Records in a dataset
──────

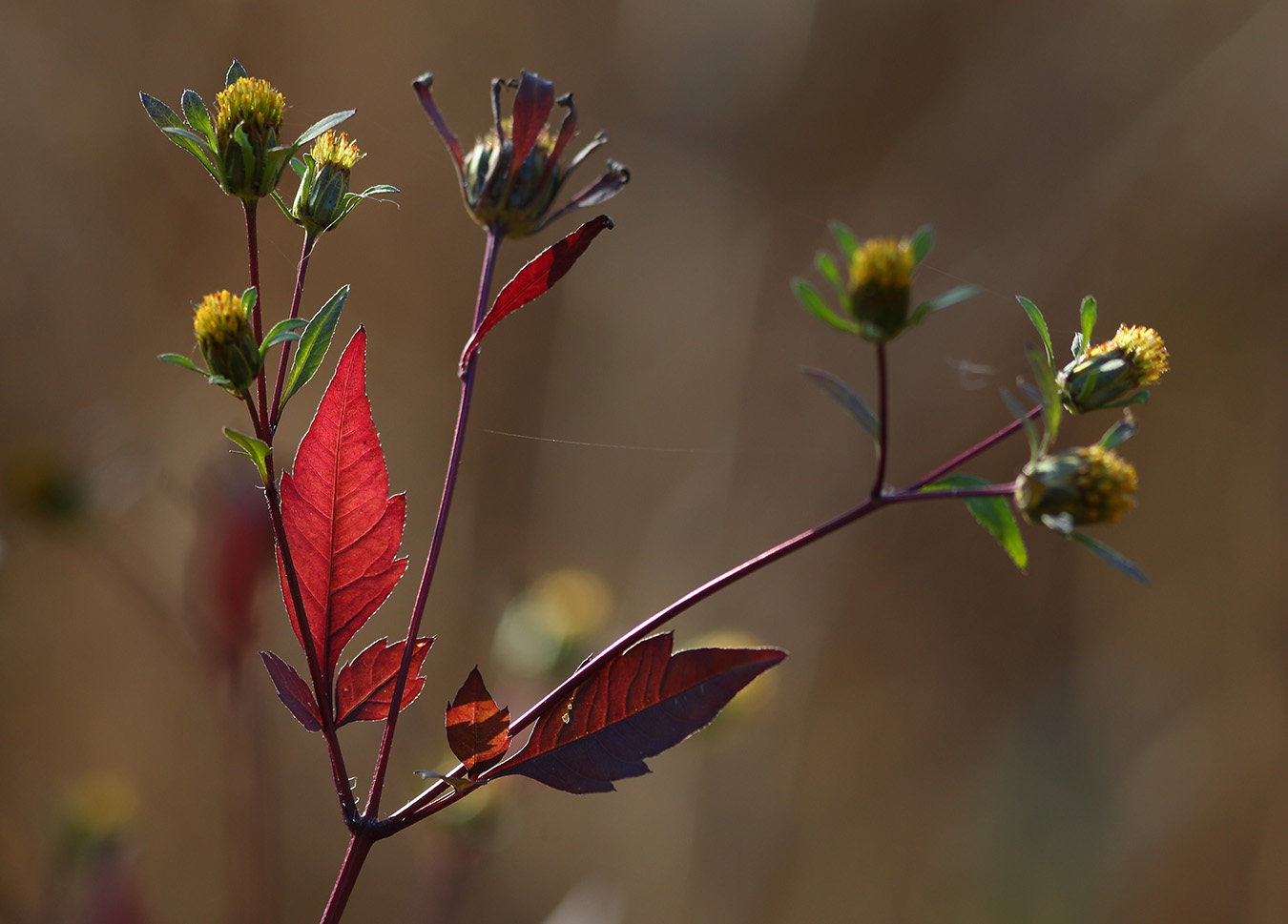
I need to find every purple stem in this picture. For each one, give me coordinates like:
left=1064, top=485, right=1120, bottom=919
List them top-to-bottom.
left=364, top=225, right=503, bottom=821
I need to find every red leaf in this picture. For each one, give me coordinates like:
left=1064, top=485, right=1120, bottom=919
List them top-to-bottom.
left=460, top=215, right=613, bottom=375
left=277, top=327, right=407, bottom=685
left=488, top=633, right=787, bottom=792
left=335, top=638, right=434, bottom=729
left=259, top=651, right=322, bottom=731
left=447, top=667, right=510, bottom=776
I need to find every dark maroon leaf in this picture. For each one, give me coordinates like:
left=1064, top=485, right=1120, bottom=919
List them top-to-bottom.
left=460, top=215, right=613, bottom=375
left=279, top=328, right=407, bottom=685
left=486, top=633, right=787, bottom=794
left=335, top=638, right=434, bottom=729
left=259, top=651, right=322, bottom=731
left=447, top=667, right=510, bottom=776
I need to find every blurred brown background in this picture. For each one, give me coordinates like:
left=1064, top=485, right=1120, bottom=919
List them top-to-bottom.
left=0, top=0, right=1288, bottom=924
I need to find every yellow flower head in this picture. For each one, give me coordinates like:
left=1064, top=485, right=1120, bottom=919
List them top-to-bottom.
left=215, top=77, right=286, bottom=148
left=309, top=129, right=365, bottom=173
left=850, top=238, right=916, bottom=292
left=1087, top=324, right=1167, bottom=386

──────

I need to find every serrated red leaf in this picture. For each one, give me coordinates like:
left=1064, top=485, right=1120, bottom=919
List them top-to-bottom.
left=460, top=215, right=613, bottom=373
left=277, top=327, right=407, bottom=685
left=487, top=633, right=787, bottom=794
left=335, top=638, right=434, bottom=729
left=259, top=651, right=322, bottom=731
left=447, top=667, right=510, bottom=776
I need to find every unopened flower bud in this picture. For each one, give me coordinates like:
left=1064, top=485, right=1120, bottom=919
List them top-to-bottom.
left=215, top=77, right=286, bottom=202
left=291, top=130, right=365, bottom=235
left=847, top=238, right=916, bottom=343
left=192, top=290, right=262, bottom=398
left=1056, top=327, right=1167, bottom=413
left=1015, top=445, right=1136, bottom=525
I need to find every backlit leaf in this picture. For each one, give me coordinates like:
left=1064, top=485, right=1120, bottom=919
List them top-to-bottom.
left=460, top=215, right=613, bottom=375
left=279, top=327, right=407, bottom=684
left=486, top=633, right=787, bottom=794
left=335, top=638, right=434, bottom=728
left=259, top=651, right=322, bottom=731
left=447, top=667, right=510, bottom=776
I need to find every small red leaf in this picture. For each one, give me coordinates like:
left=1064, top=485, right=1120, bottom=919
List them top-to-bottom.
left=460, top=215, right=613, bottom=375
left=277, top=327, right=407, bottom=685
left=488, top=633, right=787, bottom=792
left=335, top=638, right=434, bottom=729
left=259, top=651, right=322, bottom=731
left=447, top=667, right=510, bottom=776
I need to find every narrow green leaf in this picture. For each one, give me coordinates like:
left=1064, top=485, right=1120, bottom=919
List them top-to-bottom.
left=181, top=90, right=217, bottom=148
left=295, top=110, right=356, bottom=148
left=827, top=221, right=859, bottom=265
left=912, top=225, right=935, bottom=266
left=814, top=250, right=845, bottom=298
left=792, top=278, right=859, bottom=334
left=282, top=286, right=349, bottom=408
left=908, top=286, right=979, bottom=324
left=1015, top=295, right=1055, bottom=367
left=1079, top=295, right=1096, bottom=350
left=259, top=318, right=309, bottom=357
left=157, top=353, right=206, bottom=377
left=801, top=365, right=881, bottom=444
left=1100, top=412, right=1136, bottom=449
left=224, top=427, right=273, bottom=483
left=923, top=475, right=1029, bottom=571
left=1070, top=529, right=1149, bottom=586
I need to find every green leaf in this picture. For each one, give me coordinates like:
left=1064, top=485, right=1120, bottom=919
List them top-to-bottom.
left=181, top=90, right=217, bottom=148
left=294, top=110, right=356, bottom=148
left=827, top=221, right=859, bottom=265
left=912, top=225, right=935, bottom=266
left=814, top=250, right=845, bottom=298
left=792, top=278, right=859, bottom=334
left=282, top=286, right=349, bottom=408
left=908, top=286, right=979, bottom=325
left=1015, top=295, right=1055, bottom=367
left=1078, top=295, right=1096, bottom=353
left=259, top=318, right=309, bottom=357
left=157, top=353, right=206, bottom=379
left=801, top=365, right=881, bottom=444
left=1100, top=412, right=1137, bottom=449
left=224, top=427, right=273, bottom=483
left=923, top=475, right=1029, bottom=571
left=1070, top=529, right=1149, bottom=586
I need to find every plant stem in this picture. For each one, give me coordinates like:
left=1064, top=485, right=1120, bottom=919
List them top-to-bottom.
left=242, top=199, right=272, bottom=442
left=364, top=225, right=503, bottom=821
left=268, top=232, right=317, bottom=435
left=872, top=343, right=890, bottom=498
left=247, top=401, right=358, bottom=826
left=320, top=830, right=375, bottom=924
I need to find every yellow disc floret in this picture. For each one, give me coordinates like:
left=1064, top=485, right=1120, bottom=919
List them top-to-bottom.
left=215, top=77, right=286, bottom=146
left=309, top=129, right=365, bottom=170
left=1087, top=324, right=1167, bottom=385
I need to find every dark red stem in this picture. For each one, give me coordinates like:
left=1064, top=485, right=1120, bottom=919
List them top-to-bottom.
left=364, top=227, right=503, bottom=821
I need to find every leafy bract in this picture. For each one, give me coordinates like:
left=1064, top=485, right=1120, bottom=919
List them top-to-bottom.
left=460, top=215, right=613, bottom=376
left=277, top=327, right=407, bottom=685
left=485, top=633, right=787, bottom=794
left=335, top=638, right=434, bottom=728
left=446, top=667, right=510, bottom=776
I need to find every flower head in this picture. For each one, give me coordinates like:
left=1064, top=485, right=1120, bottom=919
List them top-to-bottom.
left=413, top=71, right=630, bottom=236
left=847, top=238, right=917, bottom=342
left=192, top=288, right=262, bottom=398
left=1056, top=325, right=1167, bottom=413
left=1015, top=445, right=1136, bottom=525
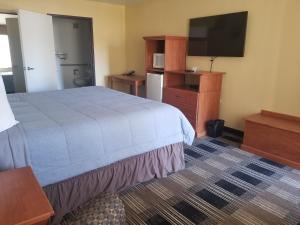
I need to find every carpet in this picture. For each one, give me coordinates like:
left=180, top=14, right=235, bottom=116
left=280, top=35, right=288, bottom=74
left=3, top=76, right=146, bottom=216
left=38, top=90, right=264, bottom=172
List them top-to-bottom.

──────

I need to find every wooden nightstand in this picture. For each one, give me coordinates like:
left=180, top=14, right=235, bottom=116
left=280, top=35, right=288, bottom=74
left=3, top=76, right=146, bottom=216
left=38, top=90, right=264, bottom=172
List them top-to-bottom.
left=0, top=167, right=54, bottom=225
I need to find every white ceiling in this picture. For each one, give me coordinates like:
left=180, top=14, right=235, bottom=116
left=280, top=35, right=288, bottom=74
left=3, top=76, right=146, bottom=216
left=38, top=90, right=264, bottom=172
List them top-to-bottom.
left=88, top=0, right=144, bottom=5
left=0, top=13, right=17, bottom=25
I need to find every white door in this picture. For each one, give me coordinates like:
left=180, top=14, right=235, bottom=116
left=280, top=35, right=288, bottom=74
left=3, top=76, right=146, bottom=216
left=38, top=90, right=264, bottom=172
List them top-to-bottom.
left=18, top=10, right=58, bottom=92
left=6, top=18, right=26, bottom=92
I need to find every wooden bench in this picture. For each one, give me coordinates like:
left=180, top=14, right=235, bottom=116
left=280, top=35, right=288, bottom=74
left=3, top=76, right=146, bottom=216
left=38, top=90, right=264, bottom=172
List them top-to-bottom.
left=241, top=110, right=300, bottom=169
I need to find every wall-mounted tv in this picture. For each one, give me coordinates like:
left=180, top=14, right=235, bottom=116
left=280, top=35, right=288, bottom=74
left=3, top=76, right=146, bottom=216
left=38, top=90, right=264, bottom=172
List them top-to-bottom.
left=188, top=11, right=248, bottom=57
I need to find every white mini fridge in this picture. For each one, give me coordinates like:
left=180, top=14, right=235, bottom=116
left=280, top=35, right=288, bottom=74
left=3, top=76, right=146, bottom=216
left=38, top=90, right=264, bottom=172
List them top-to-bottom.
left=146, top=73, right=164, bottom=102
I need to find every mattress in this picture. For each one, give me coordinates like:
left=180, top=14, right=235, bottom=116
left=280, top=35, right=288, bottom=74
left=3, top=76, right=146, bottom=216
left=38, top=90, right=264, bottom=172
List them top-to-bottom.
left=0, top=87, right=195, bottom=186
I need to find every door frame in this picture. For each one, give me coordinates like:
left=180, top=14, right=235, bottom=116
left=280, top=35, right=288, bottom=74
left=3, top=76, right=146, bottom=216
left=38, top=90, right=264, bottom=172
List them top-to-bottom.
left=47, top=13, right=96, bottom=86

──────

(Required task): Write out everything from the line containing "I need to find every door" down to the line containing "left=47, top=13, right=96, bottom=86", switching "door frame" to "doorway" and leaving all else as it stands.

(Task output):
I need to find every doorway in this picture. For each one, give me coordinates like:
left=180, top=14, right=235, bottom=116
left=280, top=35, right=288, bottom=74
left=3, top=76, right=146, bottom=216
left=38, top=90, right=264, bottom=172
List them top-to-bottom.
left=47, top=13, right=96, bottom=86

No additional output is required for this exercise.